== Problems to solve ==
**a)** In the interview, where does Véronique Darwin write, teach, and make theatre?
**b)** Update the interview passage from "Friday, June 26, 2026" to "her first book.", changing "humour" to "humor".

== Extracted text ==

• • • • •

Friday, June 26, 2026

12 or 20 (second series) questions with Véronique Darwin

Véronique Darwin has published stories in McSweeney’s Quarterly Concern and PRISM International and was runner-up for the 2024 Austin Clarke Prize in Literary Excellence. She holds an MFA in Creative Writing from the University of Guelph, where she completed a mentorship with Sheila Heti. Her humour pieces and essays about writing have appeared in Geist, carte blanche, and Porter House Review, and she has written book reviews for EVENT, The Fiddlehead, and the Literary Review of Canada. She writes, teaches, and makes theatre with friends in the mountain town of Rossland, British Columbia. Mom Camp is her first book.

1 - How did your first book change your life? How does your most recent work compare to your previous? How does it feel different?
It’s my first book, so I’d say it changed it entirely. Writers who have published books always advise you not to expect your first book to change your life, but I’m going to let it.

• • • • •

== Data listing ==
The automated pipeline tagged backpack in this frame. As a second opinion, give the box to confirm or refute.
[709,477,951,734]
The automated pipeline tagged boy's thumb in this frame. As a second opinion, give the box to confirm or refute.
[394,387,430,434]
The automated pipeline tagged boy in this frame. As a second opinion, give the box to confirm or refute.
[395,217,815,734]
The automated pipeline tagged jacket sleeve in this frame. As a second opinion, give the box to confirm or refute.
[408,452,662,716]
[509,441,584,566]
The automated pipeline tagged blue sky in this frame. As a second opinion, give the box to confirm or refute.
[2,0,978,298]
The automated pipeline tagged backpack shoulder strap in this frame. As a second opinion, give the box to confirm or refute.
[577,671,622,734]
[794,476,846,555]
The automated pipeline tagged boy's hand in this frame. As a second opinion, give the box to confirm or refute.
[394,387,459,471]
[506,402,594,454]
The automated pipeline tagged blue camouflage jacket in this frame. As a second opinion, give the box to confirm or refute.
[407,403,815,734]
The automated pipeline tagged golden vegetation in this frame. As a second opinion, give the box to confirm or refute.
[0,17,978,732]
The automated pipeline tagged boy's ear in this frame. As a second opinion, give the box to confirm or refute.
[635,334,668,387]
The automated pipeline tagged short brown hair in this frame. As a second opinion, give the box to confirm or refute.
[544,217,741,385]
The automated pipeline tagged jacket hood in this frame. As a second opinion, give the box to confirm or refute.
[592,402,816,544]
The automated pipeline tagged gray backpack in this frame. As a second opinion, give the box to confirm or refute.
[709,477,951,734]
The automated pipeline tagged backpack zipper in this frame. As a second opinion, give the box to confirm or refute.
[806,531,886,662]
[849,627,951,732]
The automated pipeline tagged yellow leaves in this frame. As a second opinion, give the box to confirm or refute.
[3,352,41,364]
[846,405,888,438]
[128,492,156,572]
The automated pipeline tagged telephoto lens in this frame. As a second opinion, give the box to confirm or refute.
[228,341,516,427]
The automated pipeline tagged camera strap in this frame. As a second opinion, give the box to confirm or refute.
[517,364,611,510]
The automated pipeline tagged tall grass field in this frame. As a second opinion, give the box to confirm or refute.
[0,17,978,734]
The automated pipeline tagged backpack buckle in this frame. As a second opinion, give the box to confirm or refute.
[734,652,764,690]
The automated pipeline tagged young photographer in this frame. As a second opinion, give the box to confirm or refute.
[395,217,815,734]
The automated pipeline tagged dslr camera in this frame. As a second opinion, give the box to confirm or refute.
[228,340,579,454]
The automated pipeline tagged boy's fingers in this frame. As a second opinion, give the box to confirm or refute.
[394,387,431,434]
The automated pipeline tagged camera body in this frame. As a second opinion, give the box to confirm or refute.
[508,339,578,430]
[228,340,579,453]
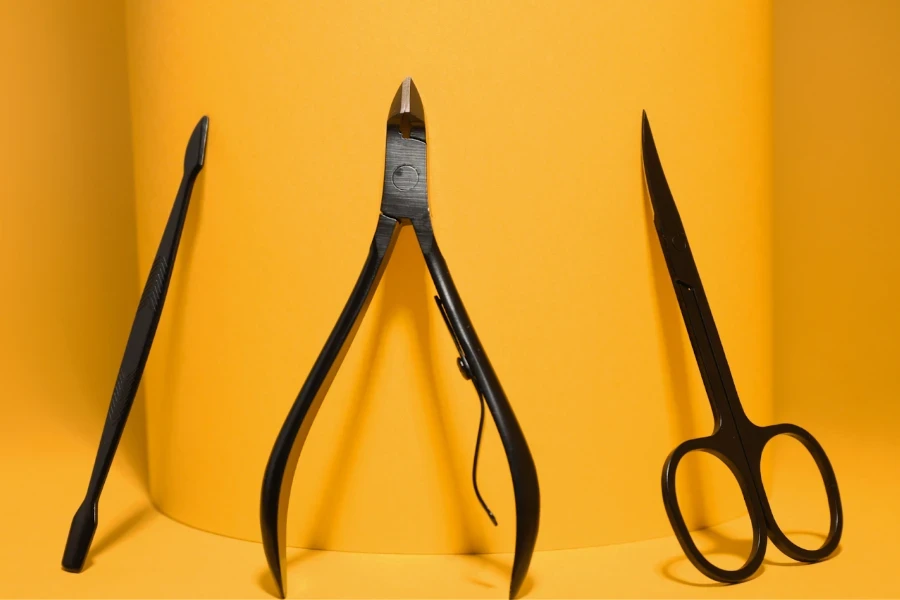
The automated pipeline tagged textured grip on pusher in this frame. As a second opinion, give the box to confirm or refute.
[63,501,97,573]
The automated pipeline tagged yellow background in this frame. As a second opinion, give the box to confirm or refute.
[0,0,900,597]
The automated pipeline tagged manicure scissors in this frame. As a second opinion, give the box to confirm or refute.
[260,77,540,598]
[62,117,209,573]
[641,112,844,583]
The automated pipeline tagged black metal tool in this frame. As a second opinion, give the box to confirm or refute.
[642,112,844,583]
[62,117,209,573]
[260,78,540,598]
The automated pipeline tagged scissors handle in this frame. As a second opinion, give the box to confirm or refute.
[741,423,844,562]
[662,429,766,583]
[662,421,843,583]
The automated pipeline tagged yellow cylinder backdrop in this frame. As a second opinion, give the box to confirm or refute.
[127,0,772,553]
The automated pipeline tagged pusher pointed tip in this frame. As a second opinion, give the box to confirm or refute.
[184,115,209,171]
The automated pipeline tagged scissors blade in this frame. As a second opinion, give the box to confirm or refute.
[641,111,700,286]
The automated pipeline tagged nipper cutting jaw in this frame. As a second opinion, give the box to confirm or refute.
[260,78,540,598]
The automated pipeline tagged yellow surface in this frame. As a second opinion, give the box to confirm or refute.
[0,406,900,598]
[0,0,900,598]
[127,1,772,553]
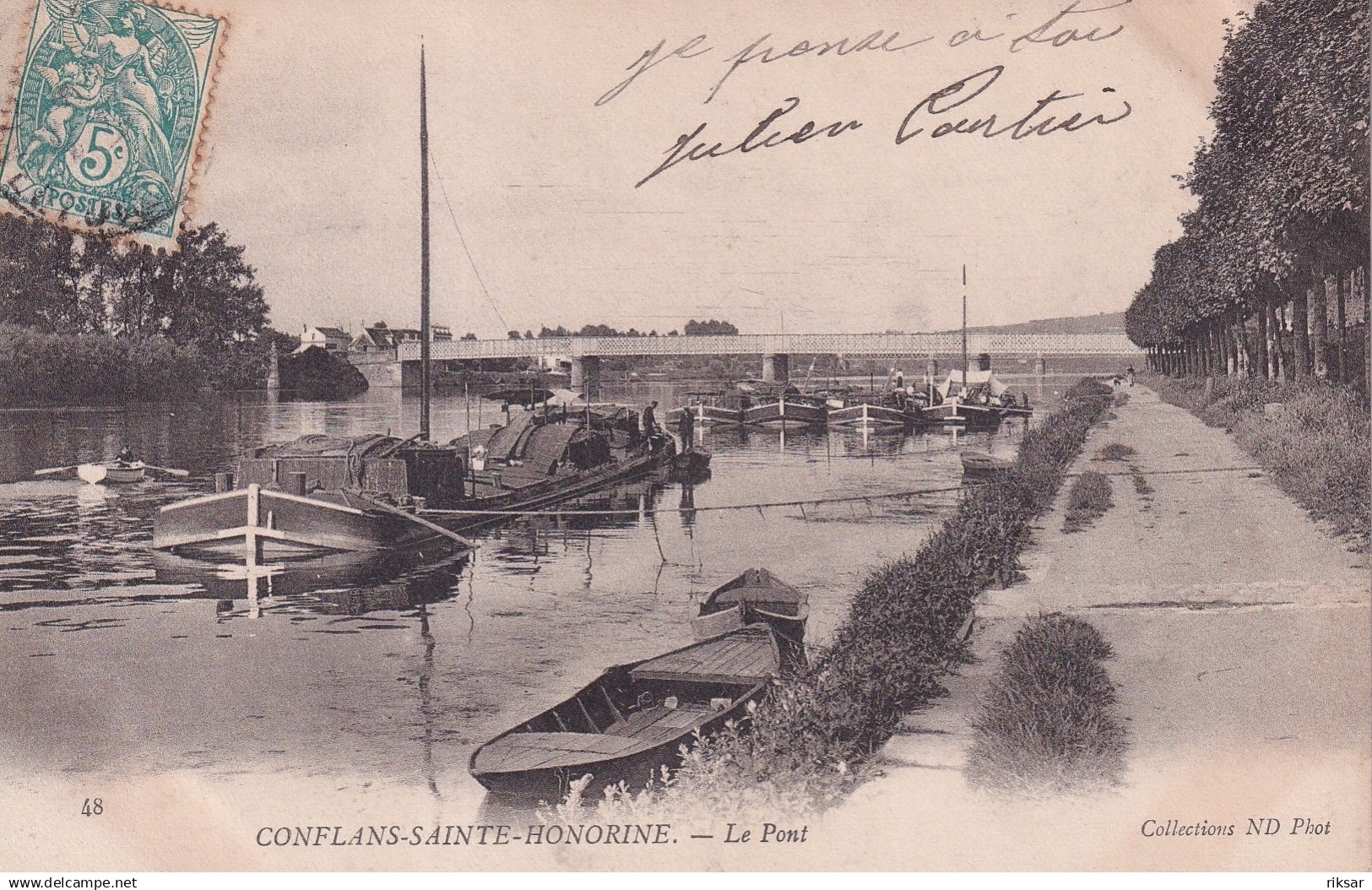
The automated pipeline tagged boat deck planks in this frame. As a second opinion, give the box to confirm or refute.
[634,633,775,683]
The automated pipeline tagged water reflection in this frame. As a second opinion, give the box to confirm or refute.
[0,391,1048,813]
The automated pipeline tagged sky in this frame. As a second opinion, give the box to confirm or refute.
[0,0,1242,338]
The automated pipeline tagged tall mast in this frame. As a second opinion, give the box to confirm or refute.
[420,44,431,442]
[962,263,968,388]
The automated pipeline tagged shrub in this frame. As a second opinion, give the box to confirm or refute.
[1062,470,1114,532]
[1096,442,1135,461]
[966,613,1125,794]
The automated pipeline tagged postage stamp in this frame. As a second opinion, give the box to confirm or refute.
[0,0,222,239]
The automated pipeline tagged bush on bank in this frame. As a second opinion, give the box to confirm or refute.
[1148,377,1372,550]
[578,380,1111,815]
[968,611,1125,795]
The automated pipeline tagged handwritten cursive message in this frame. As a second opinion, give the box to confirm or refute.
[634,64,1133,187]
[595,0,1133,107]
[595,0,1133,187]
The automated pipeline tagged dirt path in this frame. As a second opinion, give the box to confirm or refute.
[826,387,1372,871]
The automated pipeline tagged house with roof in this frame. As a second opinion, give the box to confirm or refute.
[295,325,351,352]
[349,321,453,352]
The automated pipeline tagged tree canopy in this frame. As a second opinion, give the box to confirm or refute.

• • • • •

== Written responses ==
**a)** In the mountain town of Rossland, British Columbia.

**b)**
Friday, June 26, 2026

12 or 20 (second series) questions with Véronique Darwin

Véronique Darwin has published stories in McSweeney’s Quarterly Concern and PRISM International and was runner-up for the 2024 Austin Clarke Prize in Literary Excellence. She holds an MFA in Creative Writing from the University of Guelph, where she completed a mentorship with Sheila Heti. Her humor pieces and essays about writing have appeared in Geist, carte blanche, and Porter House Review, and she has written book reviews for EVENT, The Fiddlehead, and the Literary Review of Canada. She writes, teaches, and makes theatre with friends in the mountain town of Rossland, British Columbia. Mom Camp is her first book.